§ Material supplied
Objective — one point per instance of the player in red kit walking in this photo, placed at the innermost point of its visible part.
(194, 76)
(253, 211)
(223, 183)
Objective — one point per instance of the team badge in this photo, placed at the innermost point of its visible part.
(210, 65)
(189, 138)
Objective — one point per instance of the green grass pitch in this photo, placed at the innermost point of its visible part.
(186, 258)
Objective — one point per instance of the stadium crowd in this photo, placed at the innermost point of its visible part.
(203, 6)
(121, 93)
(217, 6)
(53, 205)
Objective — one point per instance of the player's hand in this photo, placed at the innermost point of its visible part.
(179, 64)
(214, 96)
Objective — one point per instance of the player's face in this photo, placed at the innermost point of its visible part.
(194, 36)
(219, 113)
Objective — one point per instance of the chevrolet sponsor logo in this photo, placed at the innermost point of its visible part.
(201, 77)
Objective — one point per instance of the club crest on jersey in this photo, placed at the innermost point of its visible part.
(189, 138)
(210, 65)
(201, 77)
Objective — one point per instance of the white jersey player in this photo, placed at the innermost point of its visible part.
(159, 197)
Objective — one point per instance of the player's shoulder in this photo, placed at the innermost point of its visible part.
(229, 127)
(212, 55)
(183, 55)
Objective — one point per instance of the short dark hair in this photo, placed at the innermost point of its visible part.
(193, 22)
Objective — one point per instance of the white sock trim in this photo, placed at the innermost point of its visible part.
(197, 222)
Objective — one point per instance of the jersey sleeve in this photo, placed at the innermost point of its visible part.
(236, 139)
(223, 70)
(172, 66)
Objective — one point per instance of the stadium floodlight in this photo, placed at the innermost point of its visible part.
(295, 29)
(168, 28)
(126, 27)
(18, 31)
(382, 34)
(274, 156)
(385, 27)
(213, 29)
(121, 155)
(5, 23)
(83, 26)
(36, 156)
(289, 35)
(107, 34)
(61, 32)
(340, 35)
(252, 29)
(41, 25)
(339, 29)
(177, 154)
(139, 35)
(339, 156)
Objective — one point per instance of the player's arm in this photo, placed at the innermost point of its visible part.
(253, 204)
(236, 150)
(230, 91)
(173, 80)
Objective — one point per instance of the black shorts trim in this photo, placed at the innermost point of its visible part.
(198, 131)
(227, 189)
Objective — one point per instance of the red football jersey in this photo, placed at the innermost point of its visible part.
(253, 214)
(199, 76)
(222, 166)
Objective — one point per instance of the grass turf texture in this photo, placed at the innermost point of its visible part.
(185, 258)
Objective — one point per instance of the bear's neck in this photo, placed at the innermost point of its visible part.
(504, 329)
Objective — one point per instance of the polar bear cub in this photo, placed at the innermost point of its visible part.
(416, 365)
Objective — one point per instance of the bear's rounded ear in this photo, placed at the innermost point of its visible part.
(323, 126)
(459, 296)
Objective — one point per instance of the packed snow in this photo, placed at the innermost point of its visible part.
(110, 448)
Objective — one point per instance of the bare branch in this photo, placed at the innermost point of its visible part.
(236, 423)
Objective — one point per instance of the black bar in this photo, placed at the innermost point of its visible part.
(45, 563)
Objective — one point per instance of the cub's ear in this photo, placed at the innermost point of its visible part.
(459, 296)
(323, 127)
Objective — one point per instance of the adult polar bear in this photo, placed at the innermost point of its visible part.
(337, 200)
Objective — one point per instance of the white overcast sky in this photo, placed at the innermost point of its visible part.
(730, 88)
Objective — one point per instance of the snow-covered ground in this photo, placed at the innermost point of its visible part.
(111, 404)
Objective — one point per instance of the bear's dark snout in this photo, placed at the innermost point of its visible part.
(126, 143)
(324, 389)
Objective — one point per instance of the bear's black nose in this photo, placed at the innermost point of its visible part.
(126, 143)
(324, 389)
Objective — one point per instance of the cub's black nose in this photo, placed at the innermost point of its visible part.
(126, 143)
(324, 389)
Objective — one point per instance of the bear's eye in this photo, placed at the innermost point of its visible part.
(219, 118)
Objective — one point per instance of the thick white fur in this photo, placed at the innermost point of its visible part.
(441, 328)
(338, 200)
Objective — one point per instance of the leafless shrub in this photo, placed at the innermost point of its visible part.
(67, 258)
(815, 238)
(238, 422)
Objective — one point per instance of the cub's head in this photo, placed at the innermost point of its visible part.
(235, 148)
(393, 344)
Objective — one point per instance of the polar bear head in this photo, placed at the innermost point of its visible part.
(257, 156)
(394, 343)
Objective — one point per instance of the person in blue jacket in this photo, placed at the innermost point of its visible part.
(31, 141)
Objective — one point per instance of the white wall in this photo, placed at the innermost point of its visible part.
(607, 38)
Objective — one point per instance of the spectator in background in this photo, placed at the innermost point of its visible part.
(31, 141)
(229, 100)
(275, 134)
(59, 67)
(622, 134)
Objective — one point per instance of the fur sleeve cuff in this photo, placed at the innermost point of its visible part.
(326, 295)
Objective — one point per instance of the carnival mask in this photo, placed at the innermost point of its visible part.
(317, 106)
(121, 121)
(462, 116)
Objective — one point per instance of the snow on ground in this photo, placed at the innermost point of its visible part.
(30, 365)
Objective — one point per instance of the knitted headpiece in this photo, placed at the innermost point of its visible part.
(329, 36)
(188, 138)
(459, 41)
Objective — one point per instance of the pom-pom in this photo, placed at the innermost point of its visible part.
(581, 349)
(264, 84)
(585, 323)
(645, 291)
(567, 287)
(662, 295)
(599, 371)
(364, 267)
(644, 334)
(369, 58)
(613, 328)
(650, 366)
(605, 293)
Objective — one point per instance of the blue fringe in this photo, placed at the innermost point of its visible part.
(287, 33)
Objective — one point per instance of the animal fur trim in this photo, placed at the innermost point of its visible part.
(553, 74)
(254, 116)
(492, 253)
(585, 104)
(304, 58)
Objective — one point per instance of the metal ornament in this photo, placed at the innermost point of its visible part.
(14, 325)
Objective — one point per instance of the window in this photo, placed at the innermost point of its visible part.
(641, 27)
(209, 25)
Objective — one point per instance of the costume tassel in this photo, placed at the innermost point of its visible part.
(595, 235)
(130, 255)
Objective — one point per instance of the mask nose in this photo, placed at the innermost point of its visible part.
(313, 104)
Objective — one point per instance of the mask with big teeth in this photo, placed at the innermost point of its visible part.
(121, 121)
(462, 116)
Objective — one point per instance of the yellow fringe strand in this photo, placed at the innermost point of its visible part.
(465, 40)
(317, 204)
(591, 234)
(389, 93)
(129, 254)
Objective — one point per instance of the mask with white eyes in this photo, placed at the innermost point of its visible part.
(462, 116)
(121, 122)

§ What you should do
Quote the whole listing above, leaving nothing out.

§ Exercise response
Objective — one point per instance of the player in red kit walking in this photo, placed at the innermost point of its visible part.
(194, 76)
(253, 211)
(223, 183)
Objective — one point per instance of the team badge in this photo, placed at the innermost point of its visible part.
(210, 65)
(189, 138)
Objective — one point per instance of the green grass pitch in this photo, placed at the innermost point of its visible part.
(186, 258)
Objective — one point per instance of the stadium crowd in this photo, placed at the innermost point of its visible part.
(203, 6)
(121, 93)
(217, 6)
(53, 205)
Objective — one point per instance of the player's hand in this photo, placed at the innermost point of its visible part.
(179, 64)
(214, 96)
Objective — one point per instance of the player's face in this photo, placed at the innermost point of its visible part.
(194, 36)
(219, 113)
Objective — one point per instance of the chevrolet sponsor logo in this photo, placed at the innermost point of its visible part.
(201, 77)
Objective — one point per instance of the club crest on jersey in this photo, placed at the innermost point of its visible part.
(189, 138)
(210, 65)
(201, 77)
Objective — one point per instance of the white jersey player in this photo, placed at the innermost point of its visible part.
(159, 197)
Objective — one point per instance of the player's shoulder in this photo, placed at the innermost point of its visible part.
(229, 127)
(212, 55)
(183, 55)
Objective — one point per instance of the short dark hair in this photo, placed at the innermost point of its visible part.
(193, 22)
Objective — one point per instance of the white sock trim in this photo, placed at the innermost point of its visible part.
(197, 222)
Objective — one point per instance of the jersey sleeve in this photo, placed at the innermost point of its visible part.
(236, 139)
(223, 70)
(172, 66)
Objective — one point per instance of the stadium floodlight in this photo, placed at the innermost point of its visible part.
(295, 29)
(168, 28)
(126, 27)
(18, 31)
(382, 34)
(274, 156)
(385, 27)
(213, 29)
(121, 155)
(5, 23)
(83, 26)
(36, 156)
(289, 35)
(107, 34)
(61, 32)
(340, 35)
(252, 29)
(41, 25)
(339, 29)
(177, 154)
(139, 35)
(339, 156)
Objective — one point per instance of the player's arm in this photo, placed at the innermost point of its visible part.
(253, 204)
(236, 150)
(230, 91)
(173, 80)
Objective — one point per instance of the black shorts trim in this photo, placed at the innermost point of its visible part.
(198, 131)
(227, 189)
Objective — one point per instance of the red football jersey in this photo, placed at the innermost point of its visible part.
(253, 214)
(199, 76)
(222, 166)
Objective — one point per instance of the grass turf texture in this photo, placed at the innermost point of its visible part.
(185, 258)
Objective — one point per instance of the bear's neck in this photo, placed at the innermost point of its visible part.
(504, 329)
Objective — one point per instance of the polar bear cub in this photo, placed at the innermost point of its visible part.
(416, 365)
Objective — one point per instance of the bear's rounded ear in this photo, placed at the innermost point of its visible part.
(323, 126)
(459, 296)
Objective — one point per instance of the packed snow in this photo, placed at the innermost point of its visible part.
(110, 448)
Objective — one point per instance of the bare branch in this photo, placed at the innermost point of its visible part.
(236, 423)
Objective — one point per instance of the black bar in this photo, placed at the innermost point of its visible part.
(45, 563)
Objective — one point per instance of the cub's ear in this photo, placed at the innermost point of its visible part.
(459, 296)
(323, 127)
Objective — one point per instance of the adult polar bear in this photo, placed at the innermost point of its visible part.
(337, 200)
Objective — one point per instance of the white overcast sky in this photo, placed at the innermost point of its visible part.
(730, 88)
Objective — one point per instance of the snow-covered ground in this photo, placed at the innermost point of its visible part.
(111, 404)
Objective — one point per instance of the bear's dark snout in this photo, placed at the innermost point of its visible part.
(126, 143)
(324, 389)
Objective — one point per instance of the bear's black nose in this photo, placed at the innermost point of its visible part.
(126, 143)
(324, 389)
Objective — one point per instance of the cub's black nose in this photo, placed at the innermost point of its visible part.
(126, 143)
(324, 389)
Objective — one point per instance of the bear's eye in this photo, placed at the innermost point of its visible part.
(219, 118)
Objective — one point per instance of the thick white fur in this photo, placed at the innermost point of its visible part.
(441, 328)
(338, 200)
Objective — one point per instance of the leafless shrub in this photo, placed at the innermost point of its visible part.
(67, 258)
(815, 238)
(238, 422)
Objective — one point per instance of the cub's head in this photo, placed at the innermost point of its visible part.
(235, 148)
(393, 344)
Objective — one point per instance of the polar bear head in this photo, placed at the innermost point of its visible part.
(257, 156)
(394, 343)
Objective — one point per instance of the person in blue jacket in this photo, placed at the innermost point of its visible part.
(31, 141)
Objective — one point per instance of the white wall in this photo, placed at the innermost point of its visible part.
(607, 38)
Objective — one point per instance of the spectator in background in this photo, placed at the innermost point of its visible part.
(31, 141)
(229, 100)
(275, 134)
(59, 67)
(622, 134)
Objective — one point per instance of the fur sleeve cuff in this photo, placed at the innermost point of its visible part.
(326, 295)
Objective — one point per instance of the carnival mask in this photo, placed at the innermost point of its visible part.
(317, 106)
(121, 121)
(462, 116)
Objective — one point per instance of the snow on ground in this photo, placed at the innermost point of its visible part.
(30, 365)
Objective — one point per instance of the knitted headpiece in this photo, placed at the innermost point of its visible part.
(329, 36)
(188, 138)
(459, 41)
Objective — one point per instance of the pom-pom in this photo, placed at the innermost point of its visible part.
(581, 349)
(264, 84)
(585, 323)
(645, 291)
(567, 287)
(662, 295)
(599, 371)
(364, 267)
(644, 334)
(369, 58)
(613, 328)
(650, 366)
(605, 293)
Objective — one point per instance of the blue fringe in this photo, placed at the innermost point of its visible part.
(287, 33)
Objective — one point per instance of the animal fur trim in this photo, placed at the innermost point of its visible part.
(553, 74)
(254, 116)
(492, 253)
(585, 104)
(304, 58)
Objective — one point per instance of the metal ornament in this photo, placed at the innermost point of its visible part.
(14, 325)
Objective — one point per instance of the window in this photo, placed at the innermost point of its visible part.
(641, 27)
(209, 25)
Objective — one point per instance of the costume tassel in this photo, placed at the innermost point of its visible part.
(595, 235)
(130, 255)
Objective — one point per instance of the mask nose in this photo, placed at the innermost point of its visible part.
(313, 104)
Objective — one point per instance of the mask with big teeth in this photo, placed at the innermost point of its visible part.
(121, 121)
(462, 116)
Objective — one point per instance of the yellow fringe strand in this photo, placed at the innermost point of its visible part.
(465, 40)
(317, 204)
(591, 234)
(389, 93)
(129, 254)
Objective — one point per instance of the mask with white eyes in this photo, placed at the innermost point of its visible part.
(462, 116)
(121, 122)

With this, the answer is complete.